- [Information shown]:
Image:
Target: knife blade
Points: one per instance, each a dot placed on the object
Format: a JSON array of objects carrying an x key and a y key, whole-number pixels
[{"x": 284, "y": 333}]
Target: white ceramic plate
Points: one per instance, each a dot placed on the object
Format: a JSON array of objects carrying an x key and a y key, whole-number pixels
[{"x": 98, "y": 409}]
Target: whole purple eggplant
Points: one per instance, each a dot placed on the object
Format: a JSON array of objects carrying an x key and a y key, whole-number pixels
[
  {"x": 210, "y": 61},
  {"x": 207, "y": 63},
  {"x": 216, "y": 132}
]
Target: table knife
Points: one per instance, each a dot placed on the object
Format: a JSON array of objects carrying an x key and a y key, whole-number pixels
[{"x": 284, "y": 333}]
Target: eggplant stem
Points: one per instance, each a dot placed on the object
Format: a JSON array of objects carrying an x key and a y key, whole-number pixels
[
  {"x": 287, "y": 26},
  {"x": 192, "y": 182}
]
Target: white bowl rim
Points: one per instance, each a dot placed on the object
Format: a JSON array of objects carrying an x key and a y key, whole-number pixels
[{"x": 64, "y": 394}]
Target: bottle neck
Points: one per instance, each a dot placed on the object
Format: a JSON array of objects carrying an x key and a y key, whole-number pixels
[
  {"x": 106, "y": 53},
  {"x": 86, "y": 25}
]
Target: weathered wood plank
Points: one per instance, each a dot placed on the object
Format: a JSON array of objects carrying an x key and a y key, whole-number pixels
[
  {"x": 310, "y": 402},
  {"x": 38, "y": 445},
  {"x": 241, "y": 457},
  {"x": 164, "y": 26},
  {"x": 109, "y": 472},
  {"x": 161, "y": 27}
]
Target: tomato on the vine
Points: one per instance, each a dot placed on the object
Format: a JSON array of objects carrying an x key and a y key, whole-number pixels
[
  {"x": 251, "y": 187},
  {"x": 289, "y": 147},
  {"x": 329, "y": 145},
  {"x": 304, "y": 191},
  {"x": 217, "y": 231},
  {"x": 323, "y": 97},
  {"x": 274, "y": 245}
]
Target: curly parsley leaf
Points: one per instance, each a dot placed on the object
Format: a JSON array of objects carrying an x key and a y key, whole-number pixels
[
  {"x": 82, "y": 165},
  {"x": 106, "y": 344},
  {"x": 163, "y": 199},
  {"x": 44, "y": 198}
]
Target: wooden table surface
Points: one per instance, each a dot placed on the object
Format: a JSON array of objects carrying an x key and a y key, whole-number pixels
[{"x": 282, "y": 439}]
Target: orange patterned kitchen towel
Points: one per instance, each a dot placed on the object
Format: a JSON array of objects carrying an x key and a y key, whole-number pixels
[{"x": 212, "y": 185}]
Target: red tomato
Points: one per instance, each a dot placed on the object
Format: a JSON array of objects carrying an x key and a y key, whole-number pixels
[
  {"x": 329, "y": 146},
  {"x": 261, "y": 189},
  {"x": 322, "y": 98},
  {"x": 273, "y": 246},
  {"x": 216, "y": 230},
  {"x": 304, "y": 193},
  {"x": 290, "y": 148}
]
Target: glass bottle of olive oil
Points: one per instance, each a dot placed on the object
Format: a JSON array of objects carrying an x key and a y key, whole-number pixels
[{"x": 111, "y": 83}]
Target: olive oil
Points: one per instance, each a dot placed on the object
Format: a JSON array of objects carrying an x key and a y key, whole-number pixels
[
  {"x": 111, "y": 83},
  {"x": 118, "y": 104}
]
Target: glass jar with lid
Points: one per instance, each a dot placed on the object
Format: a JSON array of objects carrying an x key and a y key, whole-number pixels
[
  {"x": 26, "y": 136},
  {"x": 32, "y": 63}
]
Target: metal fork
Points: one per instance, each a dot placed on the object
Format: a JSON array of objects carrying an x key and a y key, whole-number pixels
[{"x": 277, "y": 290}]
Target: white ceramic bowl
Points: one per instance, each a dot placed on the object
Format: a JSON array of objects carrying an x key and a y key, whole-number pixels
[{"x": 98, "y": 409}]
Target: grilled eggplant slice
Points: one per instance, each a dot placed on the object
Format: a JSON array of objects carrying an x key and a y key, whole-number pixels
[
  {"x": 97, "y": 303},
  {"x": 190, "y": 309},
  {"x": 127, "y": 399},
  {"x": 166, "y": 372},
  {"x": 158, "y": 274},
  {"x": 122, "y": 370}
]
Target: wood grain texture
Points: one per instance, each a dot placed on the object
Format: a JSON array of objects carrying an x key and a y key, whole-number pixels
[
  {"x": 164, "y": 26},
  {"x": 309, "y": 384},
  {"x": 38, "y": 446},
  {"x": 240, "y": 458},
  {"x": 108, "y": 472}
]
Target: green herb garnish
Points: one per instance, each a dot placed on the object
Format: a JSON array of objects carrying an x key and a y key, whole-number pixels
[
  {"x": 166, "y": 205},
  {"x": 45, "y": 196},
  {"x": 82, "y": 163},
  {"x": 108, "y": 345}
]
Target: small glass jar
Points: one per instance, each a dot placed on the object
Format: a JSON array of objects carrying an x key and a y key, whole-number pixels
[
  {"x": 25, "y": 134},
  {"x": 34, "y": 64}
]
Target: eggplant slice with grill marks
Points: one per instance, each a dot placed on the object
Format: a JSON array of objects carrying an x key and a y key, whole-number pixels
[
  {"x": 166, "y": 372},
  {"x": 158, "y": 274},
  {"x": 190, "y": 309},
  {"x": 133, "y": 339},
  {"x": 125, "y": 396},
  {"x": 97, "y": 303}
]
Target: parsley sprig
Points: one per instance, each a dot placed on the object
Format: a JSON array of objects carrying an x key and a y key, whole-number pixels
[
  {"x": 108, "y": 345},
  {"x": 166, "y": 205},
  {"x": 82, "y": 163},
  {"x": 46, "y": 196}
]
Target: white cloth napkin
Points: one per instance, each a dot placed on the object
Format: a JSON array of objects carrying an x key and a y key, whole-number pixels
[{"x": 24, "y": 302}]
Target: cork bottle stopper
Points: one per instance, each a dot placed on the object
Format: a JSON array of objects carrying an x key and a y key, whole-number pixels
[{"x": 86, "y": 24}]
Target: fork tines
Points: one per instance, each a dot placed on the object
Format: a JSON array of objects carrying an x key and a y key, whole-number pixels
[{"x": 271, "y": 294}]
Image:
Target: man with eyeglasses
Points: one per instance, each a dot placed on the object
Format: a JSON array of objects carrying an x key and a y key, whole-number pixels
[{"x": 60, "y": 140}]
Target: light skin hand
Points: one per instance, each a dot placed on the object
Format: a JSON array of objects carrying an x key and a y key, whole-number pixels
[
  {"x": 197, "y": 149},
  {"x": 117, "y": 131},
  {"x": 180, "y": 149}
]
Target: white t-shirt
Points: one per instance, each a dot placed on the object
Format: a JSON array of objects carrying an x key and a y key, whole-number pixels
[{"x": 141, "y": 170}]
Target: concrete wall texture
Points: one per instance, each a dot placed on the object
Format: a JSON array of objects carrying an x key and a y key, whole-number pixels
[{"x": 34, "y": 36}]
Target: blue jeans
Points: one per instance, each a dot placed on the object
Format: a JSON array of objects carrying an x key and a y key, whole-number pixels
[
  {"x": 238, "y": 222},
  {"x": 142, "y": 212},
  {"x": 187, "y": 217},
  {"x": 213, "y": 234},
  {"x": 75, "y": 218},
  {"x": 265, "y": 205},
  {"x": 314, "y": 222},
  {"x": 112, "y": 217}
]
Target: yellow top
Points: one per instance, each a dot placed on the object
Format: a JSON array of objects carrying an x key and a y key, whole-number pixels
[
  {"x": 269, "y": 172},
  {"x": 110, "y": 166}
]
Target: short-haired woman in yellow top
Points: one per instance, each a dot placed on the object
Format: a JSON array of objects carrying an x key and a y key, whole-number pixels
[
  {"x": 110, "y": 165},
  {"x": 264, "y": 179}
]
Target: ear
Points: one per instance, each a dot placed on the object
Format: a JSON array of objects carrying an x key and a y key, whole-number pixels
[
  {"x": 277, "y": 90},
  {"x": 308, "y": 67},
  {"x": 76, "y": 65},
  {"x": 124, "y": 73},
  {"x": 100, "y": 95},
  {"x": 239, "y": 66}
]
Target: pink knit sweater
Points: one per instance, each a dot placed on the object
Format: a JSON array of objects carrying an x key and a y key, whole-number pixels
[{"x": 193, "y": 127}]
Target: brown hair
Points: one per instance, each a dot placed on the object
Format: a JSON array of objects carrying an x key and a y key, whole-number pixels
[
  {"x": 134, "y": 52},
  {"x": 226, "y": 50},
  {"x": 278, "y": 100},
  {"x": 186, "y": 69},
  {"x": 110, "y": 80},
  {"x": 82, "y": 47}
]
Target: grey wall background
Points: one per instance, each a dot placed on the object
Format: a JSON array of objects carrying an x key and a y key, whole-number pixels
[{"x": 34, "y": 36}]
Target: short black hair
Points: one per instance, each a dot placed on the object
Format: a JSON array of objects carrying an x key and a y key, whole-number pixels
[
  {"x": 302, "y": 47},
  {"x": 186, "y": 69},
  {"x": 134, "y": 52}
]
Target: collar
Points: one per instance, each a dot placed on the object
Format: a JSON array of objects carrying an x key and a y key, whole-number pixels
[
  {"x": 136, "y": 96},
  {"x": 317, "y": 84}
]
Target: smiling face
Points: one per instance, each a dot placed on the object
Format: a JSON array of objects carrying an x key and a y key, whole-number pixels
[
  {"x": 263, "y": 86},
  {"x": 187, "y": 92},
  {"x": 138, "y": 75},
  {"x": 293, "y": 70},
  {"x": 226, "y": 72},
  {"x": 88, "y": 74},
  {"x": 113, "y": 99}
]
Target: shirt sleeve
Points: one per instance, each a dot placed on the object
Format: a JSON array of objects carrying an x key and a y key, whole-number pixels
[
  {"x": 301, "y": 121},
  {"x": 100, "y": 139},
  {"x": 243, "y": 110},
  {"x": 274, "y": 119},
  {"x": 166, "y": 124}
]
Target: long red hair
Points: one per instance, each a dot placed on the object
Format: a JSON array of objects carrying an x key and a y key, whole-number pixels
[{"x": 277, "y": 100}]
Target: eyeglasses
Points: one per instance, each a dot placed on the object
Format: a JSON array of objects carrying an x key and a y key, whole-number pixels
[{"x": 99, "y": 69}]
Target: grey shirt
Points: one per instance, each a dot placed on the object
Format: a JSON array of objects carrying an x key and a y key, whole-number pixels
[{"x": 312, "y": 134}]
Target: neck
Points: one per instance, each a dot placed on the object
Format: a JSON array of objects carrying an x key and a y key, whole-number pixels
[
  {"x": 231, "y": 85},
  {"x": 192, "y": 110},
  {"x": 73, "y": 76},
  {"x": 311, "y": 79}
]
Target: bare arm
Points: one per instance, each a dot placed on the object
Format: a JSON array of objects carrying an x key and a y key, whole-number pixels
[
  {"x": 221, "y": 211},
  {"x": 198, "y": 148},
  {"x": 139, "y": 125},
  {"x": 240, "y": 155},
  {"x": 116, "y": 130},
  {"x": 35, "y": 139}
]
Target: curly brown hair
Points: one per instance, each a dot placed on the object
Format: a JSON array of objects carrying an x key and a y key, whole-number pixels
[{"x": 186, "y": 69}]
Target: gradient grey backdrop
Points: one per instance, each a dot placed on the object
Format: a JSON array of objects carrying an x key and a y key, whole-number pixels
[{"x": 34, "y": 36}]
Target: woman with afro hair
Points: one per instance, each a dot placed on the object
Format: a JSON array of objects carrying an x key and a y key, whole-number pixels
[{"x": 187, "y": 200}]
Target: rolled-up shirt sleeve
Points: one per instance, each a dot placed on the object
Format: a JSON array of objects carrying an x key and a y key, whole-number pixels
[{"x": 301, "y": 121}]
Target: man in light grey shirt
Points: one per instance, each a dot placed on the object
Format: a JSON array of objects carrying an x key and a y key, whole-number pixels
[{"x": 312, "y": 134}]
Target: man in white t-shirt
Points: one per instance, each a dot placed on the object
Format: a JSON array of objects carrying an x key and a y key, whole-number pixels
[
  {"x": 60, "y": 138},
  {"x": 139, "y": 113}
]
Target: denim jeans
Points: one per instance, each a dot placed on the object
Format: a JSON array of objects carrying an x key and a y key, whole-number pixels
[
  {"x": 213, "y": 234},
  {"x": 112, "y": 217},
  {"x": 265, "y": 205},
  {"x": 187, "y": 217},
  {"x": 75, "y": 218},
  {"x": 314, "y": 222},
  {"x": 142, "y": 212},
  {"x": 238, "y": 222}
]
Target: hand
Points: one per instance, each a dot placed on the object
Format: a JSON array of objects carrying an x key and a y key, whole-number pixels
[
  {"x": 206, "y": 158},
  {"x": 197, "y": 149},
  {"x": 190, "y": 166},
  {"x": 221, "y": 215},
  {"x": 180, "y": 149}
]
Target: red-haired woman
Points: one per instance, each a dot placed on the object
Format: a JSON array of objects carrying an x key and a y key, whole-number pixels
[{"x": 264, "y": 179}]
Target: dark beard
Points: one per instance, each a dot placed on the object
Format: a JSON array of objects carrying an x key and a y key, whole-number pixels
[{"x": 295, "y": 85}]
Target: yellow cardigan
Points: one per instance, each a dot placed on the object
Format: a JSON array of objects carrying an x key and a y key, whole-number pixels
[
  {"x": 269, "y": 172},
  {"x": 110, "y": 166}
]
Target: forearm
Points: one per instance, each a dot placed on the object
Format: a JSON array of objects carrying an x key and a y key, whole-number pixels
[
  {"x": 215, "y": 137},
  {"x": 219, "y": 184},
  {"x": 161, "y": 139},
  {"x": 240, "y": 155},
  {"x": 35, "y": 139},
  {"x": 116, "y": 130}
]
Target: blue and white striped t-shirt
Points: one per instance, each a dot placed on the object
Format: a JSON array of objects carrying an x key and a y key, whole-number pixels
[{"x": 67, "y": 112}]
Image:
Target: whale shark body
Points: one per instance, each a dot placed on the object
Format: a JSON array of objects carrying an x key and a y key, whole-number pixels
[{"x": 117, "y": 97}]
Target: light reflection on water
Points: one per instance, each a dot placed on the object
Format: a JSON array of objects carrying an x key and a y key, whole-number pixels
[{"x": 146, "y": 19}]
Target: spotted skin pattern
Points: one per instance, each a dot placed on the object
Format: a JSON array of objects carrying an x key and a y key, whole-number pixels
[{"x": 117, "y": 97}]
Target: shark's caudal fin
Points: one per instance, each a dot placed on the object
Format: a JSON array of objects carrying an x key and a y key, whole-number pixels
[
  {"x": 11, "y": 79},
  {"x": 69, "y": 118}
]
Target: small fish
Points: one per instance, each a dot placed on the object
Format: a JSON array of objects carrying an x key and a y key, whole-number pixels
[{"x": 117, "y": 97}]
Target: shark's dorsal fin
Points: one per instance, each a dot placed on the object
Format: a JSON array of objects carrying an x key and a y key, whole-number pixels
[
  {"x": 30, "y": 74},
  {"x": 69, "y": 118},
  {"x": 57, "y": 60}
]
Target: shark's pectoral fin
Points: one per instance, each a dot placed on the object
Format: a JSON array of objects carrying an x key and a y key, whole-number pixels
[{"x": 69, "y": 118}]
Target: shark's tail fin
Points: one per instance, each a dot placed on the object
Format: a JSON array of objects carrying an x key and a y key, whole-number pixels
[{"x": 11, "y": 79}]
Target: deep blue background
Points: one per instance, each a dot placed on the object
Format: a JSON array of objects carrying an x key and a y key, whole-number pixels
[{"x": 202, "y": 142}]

- [Problem description]: Only the lines from the one with "Target: shark's pectoral fin" through the end of the material are wanted; copy them exactly, both ends included.

- [The output]:
Target: shark's pectoral fin
Points: one per instance, each a dot placed on the object
Format: a JSON array of objects carrying an x key and a y key, whole-number pixels
[{"x": 69, "y": 118}]
Target: shark's tail fin
Points: one per instance, each a dot placed on the object
Format: a JSON array of objects carrying an x key and a y key, whole-number pixels
[{"x": 11, "y": 79}]
Target: deep blue background
Points: one per instance, each a dot placed on the object
Format: a JSON array of objects carrying an x key and a y key, whole-number pixels
[{"x": 202, "y": 142}]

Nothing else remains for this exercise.